Recast the part of the rows below that opens with the line containing "Please inspect the image and mark the apartment" and closes with the line containing "[0,20,1288,876]" as a JSON list of strings, one string per line, with blank lines omitted. Cover only that part.

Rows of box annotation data
================

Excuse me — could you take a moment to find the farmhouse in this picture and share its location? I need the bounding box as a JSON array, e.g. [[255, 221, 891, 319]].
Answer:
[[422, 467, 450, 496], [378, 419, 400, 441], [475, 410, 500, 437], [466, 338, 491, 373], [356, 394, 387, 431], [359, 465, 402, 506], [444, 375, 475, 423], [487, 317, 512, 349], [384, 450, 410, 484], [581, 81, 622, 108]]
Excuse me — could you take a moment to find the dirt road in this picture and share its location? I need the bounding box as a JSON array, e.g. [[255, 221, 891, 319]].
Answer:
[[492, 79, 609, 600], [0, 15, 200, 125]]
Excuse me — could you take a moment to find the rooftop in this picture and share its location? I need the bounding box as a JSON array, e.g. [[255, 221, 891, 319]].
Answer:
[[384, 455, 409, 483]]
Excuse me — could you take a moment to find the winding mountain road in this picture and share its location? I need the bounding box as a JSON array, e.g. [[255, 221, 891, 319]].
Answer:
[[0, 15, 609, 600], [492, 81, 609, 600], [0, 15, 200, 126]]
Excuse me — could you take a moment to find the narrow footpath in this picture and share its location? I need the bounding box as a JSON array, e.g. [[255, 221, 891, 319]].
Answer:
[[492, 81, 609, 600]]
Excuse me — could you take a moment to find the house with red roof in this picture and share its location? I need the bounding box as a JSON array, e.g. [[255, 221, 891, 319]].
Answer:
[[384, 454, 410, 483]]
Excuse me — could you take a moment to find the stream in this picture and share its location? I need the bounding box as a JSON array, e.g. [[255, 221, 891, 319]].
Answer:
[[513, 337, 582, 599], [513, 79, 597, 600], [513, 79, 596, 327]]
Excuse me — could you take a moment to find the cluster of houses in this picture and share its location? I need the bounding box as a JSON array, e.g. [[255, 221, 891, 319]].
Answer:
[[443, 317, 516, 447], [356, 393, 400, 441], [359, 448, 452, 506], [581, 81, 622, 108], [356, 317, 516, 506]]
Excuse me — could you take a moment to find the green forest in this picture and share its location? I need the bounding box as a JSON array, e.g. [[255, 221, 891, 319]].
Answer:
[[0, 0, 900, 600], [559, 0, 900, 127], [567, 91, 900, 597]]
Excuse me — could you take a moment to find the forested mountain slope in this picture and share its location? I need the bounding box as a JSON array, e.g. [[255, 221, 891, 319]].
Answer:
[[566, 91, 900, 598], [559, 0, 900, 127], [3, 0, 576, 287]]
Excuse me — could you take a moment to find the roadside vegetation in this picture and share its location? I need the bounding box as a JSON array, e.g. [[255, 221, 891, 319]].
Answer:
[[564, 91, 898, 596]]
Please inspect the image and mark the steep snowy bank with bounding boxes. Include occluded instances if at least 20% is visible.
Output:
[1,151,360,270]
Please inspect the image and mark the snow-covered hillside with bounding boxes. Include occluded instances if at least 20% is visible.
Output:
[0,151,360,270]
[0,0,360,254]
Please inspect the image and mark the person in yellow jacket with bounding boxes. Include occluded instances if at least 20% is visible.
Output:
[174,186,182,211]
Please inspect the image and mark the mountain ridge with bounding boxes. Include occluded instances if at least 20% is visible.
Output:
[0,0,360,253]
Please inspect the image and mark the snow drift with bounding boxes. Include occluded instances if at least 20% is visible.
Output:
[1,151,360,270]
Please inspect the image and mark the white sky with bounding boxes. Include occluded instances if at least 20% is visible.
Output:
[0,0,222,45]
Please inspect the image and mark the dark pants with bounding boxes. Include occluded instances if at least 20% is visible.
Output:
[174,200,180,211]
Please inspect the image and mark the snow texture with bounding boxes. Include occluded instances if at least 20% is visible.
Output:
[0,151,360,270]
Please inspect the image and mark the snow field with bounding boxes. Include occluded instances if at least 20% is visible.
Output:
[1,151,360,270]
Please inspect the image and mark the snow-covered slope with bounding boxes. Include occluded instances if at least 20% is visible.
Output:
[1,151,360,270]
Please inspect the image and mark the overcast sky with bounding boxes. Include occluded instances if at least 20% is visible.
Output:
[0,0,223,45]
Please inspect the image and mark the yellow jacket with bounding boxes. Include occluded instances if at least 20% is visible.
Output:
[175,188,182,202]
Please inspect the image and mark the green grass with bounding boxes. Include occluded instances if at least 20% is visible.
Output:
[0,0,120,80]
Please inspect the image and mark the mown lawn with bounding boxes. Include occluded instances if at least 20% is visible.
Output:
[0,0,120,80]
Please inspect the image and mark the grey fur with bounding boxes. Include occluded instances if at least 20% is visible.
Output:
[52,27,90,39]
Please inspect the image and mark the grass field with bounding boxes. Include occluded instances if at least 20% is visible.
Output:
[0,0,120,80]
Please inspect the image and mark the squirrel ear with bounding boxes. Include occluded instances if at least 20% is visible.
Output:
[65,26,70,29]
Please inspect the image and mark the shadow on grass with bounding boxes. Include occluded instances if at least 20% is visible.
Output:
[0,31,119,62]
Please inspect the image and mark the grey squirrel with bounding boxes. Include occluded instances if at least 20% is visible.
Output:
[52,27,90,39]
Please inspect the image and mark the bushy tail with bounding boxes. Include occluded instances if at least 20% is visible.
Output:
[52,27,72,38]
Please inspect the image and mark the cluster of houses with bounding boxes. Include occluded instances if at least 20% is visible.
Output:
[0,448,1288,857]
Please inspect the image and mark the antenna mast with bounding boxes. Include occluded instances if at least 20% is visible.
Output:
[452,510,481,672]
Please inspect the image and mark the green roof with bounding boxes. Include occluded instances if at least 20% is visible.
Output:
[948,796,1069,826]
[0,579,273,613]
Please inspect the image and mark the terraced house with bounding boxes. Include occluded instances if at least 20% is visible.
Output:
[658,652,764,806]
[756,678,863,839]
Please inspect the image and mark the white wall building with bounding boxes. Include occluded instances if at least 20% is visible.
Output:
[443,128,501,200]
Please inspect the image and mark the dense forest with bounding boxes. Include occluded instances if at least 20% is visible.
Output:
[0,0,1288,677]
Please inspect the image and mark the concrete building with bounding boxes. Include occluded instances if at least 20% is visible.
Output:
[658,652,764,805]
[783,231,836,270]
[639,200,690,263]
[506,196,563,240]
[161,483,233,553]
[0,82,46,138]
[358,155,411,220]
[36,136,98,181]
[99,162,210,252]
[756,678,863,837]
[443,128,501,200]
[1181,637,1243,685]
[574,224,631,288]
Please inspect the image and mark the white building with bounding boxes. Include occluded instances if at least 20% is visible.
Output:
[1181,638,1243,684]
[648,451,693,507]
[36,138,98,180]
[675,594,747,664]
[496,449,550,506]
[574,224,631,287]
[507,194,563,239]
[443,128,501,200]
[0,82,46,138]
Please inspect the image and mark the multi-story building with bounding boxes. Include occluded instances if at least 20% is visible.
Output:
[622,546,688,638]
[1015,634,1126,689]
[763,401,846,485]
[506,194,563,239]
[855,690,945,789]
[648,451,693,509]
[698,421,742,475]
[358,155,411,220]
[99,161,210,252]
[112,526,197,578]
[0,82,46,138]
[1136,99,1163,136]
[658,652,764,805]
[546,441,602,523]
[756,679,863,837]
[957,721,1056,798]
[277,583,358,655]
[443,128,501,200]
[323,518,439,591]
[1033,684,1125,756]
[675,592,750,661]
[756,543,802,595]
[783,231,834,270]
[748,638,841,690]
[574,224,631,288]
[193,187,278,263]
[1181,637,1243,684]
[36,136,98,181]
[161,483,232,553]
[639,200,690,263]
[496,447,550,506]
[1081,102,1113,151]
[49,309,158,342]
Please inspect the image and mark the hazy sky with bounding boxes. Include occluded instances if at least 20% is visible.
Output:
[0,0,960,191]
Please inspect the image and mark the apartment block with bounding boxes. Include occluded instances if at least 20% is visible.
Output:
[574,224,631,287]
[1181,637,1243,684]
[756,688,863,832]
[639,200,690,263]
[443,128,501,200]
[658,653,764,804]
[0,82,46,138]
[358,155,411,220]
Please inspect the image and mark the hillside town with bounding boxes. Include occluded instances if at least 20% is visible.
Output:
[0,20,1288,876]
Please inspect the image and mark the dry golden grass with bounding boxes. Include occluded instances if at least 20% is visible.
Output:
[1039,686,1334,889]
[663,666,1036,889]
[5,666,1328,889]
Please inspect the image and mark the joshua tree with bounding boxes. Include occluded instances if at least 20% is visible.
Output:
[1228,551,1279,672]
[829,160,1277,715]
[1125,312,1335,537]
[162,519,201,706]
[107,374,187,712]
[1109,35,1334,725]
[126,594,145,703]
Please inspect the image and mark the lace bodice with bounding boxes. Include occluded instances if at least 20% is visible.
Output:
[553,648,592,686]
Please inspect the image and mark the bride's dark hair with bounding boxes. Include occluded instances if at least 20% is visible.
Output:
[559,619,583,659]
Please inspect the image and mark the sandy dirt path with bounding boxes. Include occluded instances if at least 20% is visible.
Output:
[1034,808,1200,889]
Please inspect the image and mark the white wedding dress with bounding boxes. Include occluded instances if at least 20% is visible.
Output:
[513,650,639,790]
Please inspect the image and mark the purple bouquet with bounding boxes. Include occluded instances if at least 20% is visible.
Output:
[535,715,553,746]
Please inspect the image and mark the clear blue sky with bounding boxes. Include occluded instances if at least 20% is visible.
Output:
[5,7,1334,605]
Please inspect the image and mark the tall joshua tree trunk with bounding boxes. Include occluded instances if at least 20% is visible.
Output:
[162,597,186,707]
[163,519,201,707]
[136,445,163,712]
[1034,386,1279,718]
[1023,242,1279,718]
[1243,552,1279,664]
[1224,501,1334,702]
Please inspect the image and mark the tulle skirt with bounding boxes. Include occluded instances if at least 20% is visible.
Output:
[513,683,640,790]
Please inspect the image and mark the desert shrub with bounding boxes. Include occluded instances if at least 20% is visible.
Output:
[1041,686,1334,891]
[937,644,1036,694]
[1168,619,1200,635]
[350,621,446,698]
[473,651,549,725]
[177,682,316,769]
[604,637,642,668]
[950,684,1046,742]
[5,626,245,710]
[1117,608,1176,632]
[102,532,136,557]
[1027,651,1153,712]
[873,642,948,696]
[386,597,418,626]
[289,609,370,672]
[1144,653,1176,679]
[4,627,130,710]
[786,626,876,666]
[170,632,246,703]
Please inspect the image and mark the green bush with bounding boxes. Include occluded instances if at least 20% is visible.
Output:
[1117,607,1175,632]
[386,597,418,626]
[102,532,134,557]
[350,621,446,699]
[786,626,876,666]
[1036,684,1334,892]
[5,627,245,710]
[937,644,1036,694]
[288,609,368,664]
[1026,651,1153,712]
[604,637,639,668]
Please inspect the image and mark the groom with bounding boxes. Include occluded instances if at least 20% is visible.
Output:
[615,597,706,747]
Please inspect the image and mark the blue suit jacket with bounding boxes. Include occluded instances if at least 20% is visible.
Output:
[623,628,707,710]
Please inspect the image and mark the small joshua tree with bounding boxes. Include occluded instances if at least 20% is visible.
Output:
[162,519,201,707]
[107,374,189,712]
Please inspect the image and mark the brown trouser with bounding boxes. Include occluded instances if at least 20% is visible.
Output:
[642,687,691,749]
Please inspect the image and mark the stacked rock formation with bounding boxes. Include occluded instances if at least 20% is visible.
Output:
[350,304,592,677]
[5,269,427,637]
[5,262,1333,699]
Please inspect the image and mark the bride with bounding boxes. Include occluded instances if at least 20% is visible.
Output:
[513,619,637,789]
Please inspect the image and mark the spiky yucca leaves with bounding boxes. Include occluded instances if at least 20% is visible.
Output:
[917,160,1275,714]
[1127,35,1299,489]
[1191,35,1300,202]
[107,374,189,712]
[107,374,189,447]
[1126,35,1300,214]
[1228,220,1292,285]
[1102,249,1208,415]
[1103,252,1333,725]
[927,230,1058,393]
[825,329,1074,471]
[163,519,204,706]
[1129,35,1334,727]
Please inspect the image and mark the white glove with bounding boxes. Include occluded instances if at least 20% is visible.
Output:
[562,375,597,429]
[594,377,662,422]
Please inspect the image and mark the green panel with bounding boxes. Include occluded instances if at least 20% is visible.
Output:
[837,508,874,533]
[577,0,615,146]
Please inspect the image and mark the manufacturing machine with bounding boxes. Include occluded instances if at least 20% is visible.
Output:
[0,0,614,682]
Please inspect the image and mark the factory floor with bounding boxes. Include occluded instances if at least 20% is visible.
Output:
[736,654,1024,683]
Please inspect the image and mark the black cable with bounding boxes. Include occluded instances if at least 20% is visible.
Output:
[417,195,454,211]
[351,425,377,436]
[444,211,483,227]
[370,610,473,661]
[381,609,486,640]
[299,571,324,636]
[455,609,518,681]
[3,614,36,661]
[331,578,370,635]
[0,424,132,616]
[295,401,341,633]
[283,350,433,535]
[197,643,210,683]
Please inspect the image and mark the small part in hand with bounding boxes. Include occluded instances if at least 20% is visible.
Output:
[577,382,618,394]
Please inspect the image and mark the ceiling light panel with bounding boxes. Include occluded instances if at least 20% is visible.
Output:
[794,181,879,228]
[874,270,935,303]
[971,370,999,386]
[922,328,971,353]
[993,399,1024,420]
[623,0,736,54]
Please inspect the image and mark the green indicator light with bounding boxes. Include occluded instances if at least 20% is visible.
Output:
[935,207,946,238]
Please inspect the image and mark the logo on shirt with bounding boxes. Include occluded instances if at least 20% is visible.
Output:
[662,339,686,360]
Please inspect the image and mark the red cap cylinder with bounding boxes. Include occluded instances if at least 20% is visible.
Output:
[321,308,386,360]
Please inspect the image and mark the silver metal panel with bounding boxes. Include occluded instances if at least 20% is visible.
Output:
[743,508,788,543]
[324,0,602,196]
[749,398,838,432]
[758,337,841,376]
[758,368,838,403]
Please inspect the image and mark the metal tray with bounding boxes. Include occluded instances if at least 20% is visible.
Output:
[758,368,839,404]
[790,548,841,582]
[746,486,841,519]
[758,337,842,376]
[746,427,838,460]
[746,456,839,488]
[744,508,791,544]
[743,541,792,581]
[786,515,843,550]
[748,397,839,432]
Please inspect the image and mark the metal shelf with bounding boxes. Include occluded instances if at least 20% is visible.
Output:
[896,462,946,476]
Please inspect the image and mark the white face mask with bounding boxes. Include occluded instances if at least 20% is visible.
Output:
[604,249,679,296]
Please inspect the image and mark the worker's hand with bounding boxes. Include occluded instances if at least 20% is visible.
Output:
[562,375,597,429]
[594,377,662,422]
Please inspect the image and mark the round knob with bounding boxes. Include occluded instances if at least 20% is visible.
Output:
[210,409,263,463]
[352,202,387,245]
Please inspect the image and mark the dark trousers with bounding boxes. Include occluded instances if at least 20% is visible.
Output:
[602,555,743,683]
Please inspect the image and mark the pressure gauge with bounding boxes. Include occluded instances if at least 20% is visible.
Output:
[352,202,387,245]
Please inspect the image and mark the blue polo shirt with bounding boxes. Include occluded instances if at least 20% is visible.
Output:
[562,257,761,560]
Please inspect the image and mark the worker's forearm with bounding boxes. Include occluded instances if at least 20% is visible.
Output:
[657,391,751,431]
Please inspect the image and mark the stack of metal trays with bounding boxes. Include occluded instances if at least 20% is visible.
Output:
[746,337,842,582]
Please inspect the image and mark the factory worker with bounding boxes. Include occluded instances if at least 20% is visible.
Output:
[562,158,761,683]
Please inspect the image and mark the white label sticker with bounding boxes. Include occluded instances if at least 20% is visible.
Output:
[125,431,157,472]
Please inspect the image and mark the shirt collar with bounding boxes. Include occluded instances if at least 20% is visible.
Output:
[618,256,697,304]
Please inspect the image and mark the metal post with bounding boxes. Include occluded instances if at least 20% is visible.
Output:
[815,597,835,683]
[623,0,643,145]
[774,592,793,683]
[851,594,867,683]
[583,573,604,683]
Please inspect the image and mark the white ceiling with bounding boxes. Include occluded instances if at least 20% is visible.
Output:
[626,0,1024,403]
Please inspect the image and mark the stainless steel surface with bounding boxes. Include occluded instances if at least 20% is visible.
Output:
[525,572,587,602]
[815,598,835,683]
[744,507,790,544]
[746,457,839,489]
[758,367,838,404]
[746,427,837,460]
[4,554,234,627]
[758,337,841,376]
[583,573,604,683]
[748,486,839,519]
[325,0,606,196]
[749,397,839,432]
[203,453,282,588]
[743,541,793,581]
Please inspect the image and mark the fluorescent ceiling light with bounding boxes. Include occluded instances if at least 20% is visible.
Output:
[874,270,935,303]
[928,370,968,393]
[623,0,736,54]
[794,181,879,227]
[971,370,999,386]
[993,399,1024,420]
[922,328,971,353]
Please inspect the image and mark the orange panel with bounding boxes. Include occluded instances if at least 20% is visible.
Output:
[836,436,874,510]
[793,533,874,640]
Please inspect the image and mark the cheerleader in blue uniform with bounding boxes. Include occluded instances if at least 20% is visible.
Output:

================

_Result of this task_
[
  "Please inspect the image and mark the apartment block with bounding boxes. Include occluded instances if at least 20% is visible.",
  "Output:",
  "[574,224,631,287]",
  "[1181,637,1243,684]",
  "[756,688,863,832]",
  "[639,200,690,263]",
  "[443,128,501,200]",
  "[658,653,764,804]",
  "[0,82,46,138]",
  "[358,155,411,220]",
  "Please inspect the image and mark the hillside town with bounding boxes. Include occluded instances if at least 20% is visible.",
  "Output:",
  "[0,20,1288,876]"
]